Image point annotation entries
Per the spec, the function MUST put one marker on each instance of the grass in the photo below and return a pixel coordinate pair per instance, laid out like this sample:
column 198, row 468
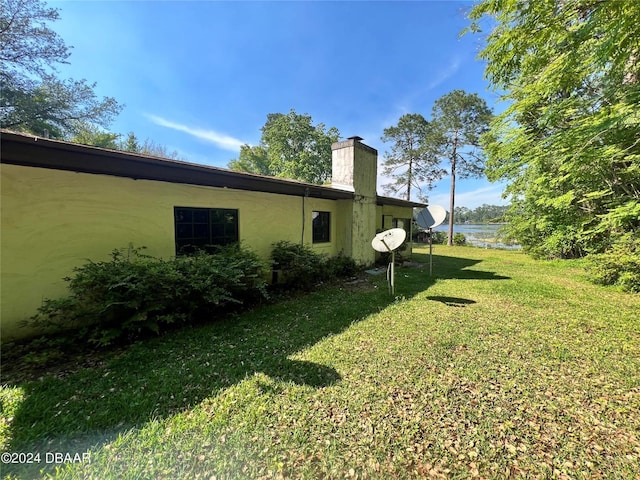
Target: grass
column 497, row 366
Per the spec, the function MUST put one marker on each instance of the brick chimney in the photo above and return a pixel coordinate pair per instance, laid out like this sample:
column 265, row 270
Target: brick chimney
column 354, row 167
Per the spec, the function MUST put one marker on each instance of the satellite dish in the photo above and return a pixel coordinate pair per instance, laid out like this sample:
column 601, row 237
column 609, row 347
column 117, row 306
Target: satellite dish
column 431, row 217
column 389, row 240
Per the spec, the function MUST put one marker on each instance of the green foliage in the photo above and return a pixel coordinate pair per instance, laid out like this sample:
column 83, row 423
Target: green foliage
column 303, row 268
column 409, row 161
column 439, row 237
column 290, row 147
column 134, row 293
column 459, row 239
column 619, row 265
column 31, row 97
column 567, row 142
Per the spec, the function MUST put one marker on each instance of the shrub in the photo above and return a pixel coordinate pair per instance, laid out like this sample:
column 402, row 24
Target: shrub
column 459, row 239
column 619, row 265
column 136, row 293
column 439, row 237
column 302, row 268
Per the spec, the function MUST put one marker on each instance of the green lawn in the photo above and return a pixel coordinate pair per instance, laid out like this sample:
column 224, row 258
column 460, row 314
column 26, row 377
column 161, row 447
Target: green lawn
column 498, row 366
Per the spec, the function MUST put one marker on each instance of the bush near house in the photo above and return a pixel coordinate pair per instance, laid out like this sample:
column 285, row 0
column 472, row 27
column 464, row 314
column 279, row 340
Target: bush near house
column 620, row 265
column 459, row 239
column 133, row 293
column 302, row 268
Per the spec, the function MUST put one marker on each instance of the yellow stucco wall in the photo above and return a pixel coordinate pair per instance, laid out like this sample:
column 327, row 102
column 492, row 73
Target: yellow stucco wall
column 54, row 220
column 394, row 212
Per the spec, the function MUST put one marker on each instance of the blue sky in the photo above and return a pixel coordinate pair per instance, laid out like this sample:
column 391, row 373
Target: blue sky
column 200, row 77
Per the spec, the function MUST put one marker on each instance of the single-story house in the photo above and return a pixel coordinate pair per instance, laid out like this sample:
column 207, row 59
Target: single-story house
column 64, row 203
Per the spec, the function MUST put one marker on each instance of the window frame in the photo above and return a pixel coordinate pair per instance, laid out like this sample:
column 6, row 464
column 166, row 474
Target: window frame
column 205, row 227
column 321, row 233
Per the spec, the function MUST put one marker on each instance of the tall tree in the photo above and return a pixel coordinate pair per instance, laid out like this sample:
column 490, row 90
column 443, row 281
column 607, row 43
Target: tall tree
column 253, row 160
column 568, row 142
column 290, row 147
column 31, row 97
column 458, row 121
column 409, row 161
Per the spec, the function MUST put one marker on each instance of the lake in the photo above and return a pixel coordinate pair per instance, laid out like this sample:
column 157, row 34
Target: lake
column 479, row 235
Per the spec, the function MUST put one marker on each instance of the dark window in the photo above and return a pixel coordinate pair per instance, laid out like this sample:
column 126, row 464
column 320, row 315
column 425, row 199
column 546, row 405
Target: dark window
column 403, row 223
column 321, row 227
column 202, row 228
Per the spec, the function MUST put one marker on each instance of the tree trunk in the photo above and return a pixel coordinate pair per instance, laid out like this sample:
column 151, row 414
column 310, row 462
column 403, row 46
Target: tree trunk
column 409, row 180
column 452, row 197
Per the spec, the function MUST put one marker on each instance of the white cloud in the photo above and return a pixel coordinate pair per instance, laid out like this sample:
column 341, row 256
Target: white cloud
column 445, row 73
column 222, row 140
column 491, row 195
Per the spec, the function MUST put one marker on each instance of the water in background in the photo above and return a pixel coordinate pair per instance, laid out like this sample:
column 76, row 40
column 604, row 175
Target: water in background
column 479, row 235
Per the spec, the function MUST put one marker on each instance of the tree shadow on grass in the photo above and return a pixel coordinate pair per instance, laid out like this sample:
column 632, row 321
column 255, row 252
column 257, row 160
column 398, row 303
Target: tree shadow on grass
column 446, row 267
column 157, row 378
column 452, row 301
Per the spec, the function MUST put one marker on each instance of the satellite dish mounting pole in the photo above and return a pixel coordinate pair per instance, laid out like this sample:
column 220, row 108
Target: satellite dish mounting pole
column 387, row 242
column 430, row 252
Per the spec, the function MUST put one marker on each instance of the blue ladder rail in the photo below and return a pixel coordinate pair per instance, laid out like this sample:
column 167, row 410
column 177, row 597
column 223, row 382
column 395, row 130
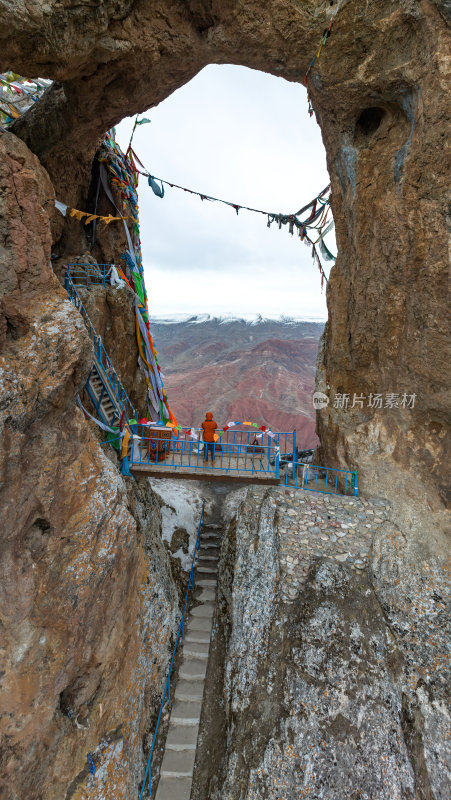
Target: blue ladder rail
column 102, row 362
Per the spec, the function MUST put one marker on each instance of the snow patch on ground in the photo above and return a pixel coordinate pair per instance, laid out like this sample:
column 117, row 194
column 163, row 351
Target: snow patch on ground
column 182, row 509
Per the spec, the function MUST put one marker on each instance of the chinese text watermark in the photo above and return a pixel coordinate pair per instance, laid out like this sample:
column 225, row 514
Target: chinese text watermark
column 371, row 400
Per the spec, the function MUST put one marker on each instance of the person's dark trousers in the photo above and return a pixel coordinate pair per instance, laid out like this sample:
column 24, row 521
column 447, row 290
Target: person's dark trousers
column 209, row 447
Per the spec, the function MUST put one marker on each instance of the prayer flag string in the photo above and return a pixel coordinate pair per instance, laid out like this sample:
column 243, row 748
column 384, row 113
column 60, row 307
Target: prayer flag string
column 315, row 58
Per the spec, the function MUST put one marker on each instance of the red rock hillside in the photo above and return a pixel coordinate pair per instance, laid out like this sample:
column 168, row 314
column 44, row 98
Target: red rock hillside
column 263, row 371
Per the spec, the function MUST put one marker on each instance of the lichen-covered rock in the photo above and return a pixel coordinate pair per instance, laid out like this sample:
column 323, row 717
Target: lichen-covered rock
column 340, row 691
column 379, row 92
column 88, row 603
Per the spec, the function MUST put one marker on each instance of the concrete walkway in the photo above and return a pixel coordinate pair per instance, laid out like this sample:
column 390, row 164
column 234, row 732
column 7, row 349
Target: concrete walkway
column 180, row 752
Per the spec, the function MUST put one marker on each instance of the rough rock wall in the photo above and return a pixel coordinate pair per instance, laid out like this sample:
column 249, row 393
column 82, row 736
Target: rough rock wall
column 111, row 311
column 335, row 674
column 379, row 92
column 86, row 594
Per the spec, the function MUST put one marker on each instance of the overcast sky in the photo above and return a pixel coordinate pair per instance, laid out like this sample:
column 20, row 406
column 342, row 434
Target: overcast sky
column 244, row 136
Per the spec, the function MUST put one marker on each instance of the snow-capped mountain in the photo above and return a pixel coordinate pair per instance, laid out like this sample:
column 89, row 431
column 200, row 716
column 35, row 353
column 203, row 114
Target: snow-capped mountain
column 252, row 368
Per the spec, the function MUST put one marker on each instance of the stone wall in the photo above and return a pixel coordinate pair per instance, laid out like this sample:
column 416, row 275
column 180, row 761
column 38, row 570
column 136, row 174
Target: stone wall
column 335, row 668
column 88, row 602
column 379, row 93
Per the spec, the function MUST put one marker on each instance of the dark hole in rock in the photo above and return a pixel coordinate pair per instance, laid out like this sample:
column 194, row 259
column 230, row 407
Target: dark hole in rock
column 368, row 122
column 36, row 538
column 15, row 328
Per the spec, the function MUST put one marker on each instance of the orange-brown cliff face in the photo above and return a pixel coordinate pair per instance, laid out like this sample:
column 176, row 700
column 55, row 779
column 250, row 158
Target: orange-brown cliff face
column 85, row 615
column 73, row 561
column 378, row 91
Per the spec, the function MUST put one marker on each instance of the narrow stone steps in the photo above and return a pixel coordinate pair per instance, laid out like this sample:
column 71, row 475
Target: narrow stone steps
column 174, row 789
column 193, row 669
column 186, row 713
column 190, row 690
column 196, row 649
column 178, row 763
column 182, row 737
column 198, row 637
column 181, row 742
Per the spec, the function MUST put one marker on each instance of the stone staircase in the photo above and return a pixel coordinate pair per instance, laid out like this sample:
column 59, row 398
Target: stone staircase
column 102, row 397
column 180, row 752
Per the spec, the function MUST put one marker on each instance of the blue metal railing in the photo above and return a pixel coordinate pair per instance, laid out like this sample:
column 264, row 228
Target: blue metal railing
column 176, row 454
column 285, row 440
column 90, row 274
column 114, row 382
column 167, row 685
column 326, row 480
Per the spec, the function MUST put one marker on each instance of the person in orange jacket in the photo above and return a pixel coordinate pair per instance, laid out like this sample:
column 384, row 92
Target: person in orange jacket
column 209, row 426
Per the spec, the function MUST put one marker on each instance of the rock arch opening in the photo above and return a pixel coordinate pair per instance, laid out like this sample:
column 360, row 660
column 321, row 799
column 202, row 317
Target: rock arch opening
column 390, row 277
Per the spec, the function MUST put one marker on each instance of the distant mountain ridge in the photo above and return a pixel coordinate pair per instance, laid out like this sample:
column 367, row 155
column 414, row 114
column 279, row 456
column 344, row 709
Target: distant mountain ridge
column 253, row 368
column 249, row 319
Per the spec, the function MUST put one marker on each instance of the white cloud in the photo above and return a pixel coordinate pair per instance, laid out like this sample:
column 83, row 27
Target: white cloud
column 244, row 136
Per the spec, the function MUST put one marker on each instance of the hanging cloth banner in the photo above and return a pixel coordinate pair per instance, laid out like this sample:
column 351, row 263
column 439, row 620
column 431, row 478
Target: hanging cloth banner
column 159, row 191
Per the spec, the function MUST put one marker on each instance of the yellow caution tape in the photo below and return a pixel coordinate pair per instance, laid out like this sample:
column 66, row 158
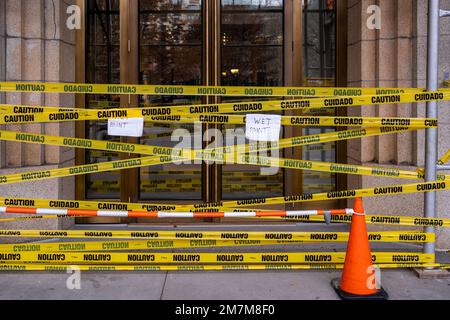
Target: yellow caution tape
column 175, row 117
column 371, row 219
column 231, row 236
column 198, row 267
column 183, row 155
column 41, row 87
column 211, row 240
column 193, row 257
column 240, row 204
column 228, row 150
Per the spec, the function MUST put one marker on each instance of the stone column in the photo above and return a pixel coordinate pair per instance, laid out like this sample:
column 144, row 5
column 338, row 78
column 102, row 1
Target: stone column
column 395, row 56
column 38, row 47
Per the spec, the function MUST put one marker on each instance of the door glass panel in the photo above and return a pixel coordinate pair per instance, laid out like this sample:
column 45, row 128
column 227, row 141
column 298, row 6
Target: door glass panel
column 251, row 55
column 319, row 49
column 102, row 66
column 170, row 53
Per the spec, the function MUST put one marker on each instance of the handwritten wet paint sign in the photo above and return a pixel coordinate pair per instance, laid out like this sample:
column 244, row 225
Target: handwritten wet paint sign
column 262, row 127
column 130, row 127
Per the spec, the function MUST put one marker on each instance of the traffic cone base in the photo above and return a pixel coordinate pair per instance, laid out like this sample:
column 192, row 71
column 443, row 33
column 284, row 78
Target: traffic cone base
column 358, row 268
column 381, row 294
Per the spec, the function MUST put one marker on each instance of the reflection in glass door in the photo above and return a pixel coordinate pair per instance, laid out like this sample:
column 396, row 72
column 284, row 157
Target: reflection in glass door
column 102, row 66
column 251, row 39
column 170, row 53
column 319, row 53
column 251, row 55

» **Exercise task**: Quote exactly the line containing "of the traffic" and every later line through the end of the listing, and no other lines.

» **Written reply**:
Per the spec, the function MUST put one marker on each instance of the traffic cone base in the photo above and return a pixel coordinate pair per instance, laid out like this sample:
column 192, row 71
column 443, row 33
column 284, row 78
Target: traffic cone base
column 358, row 268
column 381, row 294
Per the spec, the function MUST put one marker on each instance of the reflection in glass door in the photo above and return a pixel coordinate pair per instance, laid out like this sample:
column 396, row 72
column 284, row 157
Target: reflection in glass door
column 102, row 66
column 251, row 39
column 170, row 53
column 319, row 53
column 251, row 55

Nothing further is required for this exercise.